Return every line in the items below that contains the word "puppy".
<<<<
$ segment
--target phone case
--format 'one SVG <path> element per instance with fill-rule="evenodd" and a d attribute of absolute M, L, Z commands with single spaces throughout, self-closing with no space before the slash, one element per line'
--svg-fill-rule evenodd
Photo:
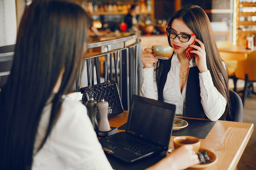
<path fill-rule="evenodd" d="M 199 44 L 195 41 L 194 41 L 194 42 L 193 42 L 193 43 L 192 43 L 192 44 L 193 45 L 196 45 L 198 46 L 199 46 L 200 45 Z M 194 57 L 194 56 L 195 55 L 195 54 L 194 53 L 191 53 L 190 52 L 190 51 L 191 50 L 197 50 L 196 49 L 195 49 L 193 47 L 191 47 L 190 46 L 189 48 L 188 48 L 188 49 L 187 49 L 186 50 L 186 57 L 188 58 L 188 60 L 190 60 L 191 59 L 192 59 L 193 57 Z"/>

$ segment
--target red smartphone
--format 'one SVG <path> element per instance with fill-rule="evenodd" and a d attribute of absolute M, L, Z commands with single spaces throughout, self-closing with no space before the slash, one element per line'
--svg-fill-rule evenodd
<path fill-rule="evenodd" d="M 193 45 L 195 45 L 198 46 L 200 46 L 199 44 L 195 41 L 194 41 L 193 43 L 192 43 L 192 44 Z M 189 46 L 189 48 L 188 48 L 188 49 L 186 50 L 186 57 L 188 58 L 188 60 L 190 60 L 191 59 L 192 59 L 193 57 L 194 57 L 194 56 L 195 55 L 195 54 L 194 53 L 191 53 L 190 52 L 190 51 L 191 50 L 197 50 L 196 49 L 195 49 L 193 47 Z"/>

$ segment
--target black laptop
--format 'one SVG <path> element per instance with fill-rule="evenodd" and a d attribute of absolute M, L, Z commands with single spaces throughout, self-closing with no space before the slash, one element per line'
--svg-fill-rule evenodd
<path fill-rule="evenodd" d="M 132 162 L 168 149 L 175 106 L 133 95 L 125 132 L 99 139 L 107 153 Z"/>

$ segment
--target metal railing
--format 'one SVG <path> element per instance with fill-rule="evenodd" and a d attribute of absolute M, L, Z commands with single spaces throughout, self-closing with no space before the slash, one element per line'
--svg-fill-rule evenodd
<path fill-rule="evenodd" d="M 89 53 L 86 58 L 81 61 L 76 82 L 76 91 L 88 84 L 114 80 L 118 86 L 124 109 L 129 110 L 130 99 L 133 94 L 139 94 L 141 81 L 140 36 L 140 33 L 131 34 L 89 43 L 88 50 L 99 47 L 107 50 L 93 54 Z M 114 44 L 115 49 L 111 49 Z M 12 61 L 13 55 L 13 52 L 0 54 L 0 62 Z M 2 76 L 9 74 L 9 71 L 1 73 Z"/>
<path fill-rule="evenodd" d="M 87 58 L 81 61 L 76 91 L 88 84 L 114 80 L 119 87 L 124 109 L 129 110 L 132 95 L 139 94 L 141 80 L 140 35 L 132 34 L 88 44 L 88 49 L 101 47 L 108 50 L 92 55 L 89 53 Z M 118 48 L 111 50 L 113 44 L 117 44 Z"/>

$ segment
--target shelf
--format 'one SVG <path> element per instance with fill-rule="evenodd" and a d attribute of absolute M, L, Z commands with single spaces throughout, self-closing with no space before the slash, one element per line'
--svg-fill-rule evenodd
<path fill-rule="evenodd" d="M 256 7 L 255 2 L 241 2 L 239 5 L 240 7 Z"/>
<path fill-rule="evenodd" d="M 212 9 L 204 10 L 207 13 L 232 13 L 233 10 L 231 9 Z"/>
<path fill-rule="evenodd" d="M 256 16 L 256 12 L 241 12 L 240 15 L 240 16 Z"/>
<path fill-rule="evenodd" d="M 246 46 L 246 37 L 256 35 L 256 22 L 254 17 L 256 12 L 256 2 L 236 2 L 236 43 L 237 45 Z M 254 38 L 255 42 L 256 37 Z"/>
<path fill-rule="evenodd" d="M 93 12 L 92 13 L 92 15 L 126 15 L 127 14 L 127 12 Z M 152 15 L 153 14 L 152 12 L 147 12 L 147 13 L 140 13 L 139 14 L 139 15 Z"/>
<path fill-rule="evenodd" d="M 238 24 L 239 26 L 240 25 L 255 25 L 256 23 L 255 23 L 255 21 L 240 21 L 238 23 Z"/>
>>>>
<<<<
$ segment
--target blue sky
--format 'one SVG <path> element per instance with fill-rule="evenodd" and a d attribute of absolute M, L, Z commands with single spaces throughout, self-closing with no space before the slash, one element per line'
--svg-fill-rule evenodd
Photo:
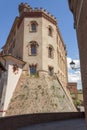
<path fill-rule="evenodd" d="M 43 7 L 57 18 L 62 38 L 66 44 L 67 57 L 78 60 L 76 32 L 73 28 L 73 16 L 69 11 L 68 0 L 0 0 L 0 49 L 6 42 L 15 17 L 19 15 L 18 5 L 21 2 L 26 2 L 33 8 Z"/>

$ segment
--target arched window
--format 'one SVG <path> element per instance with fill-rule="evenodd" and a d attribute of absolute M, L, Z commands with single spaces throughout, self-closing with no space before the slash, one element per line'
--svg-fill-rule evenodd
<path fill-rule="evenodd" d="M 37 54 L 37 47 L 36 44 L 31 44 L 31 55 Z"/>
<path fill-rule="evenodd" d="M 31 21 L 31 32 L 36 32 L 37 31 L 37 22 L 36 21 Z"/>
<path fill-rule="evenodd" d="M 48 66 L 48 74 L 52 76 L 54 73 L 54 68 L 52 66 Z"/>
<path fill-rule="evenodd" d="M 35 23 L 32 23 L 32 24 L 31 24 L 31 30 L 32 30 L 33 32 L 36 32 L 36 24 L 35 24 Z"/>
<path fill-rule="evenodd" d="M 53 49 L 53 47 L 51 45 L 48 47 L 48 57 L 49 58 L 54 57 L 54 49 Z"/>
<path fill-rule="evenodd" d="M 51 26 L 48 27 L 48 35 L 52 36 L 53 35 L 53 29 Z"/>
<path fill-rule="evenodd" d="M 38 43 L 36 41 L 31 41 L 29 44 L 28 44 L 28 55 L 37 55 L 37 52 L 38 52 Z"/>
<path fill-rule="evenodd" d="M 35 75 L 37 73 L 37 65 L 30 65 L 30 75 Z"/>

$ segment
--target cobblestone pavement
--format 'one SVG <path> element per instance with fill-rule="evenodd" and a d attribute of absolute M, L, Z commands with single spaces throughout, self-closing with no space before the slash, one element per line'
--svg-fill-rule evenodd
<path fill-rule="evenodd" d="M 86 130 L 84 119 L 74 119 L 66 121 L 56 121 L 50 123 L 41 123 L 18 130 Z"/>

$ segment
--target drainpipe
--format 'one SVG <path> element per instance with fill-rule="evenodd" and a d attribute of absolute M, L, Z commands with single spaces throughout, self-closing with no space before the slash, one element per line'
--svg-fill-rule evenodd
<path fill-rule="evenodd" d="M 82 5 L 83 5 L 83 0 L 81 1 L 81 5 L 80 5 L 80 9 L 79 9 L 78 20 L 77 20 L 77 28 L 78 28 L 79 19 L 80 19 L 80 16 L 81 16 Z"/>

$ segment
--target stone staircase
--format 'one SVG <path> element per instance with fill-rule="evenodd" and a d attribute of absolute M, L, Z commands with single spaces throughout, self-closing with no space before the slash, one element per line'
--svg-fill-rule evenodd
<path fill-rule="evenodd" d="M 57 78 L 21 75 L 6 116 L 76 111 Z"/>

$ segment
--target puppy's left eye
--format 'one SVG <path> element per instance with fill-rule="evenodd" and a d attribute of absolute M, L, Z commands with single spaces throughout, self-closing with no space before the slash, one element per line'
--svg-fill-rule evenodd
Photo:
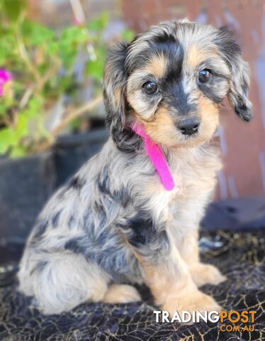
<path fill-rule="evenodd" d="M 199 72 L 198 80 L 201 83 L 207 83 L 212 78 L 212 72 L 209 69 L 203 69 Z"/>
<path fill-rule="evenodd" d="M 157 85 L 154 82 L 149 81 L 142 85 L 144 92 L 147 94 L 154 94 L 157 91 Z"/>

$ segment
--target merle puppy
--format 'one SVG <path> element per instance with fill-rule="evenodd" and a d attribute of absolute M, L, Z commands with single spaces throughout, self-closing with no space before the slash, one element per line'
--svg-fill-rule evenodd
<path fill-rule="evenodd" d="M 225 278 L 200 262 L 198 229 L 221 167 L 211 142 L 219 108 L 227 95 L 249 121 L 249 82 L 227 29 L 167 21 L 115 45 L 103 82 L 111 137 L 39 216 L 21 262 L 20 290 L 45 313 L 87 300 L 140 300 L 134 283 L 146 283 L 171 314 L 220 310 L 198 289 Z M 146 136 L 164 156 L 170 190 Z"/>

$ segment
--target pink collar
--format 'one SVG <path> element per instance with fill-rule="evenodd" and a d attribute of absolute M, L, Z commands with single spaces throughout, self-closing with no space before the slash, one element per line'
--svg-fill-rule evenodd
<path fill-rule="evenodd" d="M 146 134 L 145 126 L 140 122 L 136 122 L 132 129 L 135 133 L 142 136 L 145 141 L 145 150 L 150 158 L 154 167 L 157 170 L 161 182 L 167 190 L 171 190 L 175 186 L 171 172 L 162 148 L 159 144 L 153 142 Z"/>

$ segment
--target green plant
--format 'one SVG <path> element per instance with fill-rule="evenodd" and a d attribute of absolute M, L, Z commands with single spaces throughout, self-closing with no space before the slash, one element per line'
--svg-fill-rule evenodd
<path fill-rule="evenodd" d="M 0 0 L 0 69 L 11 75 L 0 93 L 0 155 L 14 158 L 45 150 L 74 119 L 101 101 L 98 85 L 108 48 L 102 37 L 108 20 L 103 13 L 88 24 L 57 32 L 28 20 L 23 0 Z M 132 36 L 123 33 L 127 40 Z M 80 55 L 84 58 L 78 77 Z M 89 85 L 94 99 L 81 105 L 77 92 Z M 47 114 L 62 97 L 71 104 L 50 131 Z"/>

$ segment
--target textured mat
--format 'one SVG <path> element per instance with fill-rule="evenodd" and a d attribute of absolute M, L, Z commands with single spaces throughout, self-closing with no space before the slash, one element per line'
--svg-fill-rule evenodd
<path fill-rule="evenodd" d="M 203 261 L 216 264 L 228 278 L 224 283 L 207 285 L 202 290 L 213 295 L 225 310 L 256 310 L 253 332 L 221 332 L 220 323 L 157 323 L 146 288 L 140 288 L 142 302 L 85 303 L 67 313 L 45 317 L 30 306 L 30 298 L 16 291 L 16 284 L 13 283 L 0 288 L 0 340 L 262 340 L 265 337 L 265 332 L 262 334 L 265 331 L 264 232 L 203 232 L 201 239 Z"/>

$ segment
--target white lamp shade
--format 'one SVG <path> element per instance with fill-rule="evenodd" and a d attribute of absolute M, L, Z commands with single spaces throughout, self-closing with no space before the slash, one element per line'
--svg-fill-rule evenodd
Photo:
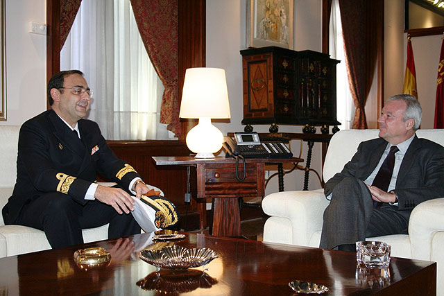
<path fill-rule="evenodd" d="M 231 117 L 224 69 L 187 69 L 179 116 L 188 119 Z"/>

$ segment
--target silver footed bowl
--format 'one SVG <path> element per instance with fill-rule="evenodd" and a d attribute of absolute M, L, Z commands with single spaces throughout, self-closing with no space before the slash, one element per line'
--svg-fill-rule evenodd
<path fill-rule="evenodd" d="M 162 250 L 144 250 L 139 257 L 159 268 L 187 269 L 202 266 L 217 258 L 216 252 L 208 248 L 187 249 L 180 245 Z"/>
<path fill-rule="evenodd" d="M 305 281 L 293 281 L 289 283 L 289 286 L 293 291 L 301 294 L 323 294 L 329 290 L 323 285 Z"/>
>>>>
EXPECTED OUTPUT:
--target puppy's left eye
--target merle puppy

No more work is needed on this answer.